- _What to produce_:
Would you give again, exactly, the lines running from the line with "Target: green leaf" to the end of the data below, both included?

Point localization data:

-- Opening Marker --

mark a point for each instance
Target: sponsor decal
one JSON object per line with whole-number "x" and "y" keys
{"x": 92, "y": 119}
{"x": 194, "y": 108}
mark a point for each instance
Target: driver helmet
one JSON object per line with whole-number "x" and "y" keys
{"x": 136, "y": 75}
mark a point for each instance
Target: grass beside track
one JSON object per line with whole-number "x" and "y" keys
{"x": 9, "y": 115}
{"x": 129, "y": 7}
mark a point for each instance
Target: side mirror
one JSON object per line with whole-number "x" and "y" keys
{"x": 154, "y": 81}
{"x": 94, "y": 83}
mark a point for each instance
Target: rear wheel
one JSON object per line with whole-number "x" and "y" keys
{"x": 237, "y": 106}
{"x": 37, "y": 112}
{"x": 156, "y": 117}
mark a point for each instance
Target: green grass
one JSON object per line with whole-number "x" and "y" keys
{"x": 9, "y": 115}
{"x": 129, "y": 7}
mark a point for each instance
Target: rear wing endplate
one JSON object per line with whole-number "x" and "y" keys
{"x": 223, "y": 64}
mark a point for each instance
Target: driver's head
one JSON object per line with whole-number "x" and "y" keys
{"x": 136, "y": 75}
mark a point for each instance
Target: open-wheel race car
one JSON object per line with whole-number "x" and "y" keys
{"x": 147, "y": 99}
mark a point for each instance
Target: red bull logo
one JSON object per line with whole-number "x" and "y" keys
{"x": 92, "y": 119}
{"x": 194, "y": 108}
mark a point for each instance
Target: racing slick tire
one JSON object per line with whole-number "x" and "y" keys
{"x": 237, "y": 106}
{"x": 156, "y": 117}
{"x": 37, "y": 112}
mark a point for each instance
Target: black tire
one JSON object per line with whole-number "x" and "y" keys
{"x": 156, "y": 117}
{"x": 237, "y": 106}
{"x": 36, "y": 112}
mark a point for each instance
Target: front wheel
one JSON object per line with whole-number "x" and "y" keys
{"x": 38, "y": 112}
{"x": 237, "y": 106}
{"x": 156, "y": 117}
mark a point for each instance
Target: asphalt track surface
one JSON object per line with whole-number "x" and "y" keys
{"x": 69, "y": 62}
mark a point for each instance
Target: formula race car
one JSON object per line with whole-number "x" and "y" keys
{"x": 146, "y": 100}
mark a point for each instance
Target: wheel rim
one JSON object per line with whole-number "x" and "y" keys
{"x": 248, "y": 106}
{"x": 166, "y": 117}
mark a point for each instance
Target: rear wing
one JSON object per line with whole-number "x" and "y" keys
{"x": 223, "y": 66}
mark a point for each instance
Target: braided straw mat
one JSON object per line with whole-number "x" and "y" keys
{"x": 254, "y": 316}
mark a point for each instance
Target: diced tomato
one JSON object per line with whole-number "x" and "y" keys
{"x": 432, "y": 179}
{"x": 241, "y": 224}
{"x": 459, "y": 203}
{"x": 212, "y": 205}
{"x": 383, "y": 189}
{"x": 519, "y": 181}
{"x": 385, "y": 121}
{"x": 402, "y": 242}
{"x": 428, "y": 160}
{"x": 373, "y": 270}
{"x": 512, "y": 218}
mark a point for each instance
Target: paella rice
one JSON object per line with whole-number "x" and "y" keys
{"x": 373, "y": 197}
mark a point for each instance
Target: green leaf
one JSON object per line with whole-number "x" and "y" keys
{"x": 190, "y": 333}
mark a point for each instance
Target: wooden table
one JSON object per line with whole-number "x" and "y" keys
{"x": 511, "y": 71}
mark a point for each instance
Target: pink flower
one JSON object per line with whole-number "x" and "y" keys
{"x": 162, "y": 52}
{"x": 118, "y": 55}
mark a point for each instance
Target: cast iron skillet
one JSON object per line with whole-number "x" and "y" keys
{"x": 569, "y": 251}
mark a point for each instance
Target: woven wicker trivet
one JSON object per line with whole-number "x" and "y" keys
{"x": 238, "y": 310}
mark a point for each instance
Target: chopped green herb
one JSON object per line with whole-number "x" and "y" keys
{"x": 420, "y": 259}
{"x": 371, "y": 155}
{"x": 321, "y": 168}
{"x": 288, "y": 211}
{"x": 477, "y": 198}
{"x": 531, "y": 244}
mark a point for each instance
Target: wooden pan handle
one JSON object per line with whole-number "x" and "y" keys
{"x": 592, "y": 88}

-- Closing Marker --

- _Response to the exercise_:
Target: green leaf
one JSON object per line with whole-number "x" and "y" keys
{"x": 190, "y": 333}
mark a point for each instance
Target: wooden table
one JSON object per line with whole-number "x" and "y" keys
{"x": 511, "y": 71}
mark a point for each instance
Target: pink flower
one JSON object per line with whole-number "x" and "y" keys
{"x": 162, "y": 52}
{"x": 118, "y": 55}
mark a point for each instance
Target: cast iron skillet
one JSON object per line with whole-number "x" and "y" keys
{"x": 569, "y": 251}
mark a point for each instance
Target: woven wicker trivet
one JSON object per line with whole-number "x" and "y" keys
{"x": 238, "y": 310}
mark a point for each instance
Target: chopped green herb
one JSON object per line with whole-number "x" and "y" keys
{"x": 420, "y": 259}
{"x": 371, "y": 155}
{"x": 321, "y": 168}
{"x": 288, "y": 211}
{"x": 477, "y": 198}
{"x": 531, "y": 244}
mark a point for each instance
Target: wooden pan handle
one JSON object per line with whole-number "x" and "y" keys
{"x": 592, "y": 88}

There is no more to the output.